Today we’re bringing you a research update from a CIRM-funded team at UCLA that’s dedicated to finding a cure for prostate cancer. The team is led by Dr. Owen Witte, the director of the UCLA Broad Stem Cell Research Center and a Howard Hughes Investigator. Dr. Witte is well known for his work in leukemia and epithelial cancer stem cells. His interests have also expanded into prostate cancer and identifying new therapeutic targets for the most aggressive types of prostate tumors.
His team’s latest efforts, which were published in Cancer Cell last week, have unearthed a possible target for late-stage neuroendocrine prostate cancer treatment. This is a particularly nasty form of prostate cancer that is resistant to standard cancer treatments and is the cause of approximately a quarter of prostate cancer related deaths.
Myc-ing prostate cells cancerous
To study how neuroendocrine prostate cancer (NEPC) develops into uncontrollable tumors, Witte and his team developed a novel human stem cell model. They knew that patients with NEPC had abnormally high levels of a protein called N-Myc in their tumors. Witte had a hunch that maybe N-Myc was the “bad guy” that was transforming normal human prostate cells into deadly, aggressive cancer cells. So the team went on an adventure to find some answers.
They took normal human prostate cells from healthy donors and added the MYCN gene which then produced large amounts of N-Myc protein. After receiving an N-Myc boost, the normal basal cells developed into aggressive tumor cells. When these transformed cells were transplanted into mice, they generated NEPC tumors.
Naturally, Witte didn’t stop there. He was interested in understanding what was going on at the cellular level to transform normal prostate cells into cancer. Witte explained in a UCLA press release:
“Identifying the cellular changes that happen in cancer cells is key to the development of drugs that inhibit those changes and thereby stop the progression of the disease.”
Finding drugs that target prostate cancer
Further experiments revealed that N-Myc was required for maintaining the deadly nature of the NEPC tumors. If N-Myc expression was disrupted, then the tumors in the mice actually shrank. After establishing N-Myc as a therapeutic target, they went on a hunt for drugs that could block its tumor amplifying activity.
They tested a drug that originally was designed to treat childhood brain cancers that also had an N-Myc related cause. The drug, CD532, acts on a protein called Aurora A kinase. The kinase physically interacts with N-Myc and is required to keep N-Myc stable and able to do its job. When mice with NEPC tumors were treated with CD532, the effects were dramatic – their tumors shrank by as much as 80%.
Witte believes that some of the cellular mechanisms behind the growth of different cancers are conserved. He explained,
“Kinase activity is known to be implicated in many types of cancers, including chronic myelogenous leukemia, which is no longer fatal for many people due to the success of Gleevec. I believe we can accomplish this same result for people with neuroendocrine prostate cancer.”
According to Witte, the next chapter in this story will be to find other drugs that can treat NEPC possibly by targeting N-Myc. Testing CD532 in clinical trials is also an option. Thus far, the drug has only been tested in preclinical experiments and hasn’t progressed into clinical trials for safety and efficacy testing in humans.

(Supplied material):

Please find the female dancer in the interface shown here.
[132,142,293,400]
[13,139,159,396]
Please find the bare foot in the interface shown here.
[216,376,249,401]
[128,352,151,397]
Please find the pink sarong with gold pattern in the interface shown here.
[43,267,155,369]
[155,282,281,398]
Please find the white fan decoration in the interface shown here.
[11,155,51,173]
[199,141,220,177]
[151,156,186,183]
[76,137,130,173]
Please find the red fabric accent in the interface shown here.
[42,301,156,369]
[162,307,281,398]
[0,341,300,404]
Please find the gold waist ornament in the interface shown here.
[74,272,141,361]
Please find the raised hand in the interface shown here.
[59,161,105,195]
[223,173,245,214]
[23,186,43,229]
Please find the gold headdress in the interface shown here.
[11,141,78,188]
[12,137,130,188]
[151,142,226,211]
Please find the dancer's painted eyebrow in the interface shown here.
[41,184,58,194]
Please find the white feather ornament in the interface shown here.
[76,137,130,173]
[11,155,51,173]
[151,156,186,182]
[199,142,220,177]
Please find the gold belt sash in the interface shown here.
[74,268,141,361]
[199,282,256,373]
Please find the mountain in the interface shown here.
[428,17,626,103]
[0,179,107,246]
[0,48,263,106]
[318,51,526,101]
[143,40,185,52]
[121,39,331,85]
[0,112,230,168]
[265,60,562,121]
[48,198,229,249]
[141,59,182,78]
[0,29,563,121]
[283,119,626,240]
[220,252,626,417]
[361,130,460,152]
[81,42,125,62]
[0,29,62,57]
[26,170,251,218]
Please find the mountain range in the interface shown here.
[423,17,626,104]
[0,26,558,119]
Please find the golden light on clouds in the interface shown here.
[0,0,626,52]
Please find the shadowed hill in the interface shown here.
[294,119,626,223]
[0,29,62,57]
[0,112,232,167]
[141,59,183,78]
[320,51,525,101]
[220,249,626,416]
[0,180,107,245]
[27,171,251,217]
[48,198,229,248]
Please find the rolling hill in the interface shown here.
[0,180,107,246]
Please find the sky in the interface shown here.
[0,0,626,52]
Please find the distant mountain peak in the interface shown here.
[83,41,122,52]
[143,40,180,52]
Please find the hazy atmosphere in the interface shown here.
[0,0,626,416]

(Task requirements):
Can you duplicate, word for word, the part of the prostate cancer research update above that opens with the words containing "His team’s latest" and closes with "cancer related deaths."?

(Result for this exercise):
His team’s latest efforts, which were published in Cancer Cell last week, have unearthed a possible target for late-stage neuroendocrine prostate cancer treatment. This is a particularly nasty form of prostate cancer that is resistant to standard cancer treatments and is the cause of approximately a quarter of prostate cancer related deaths.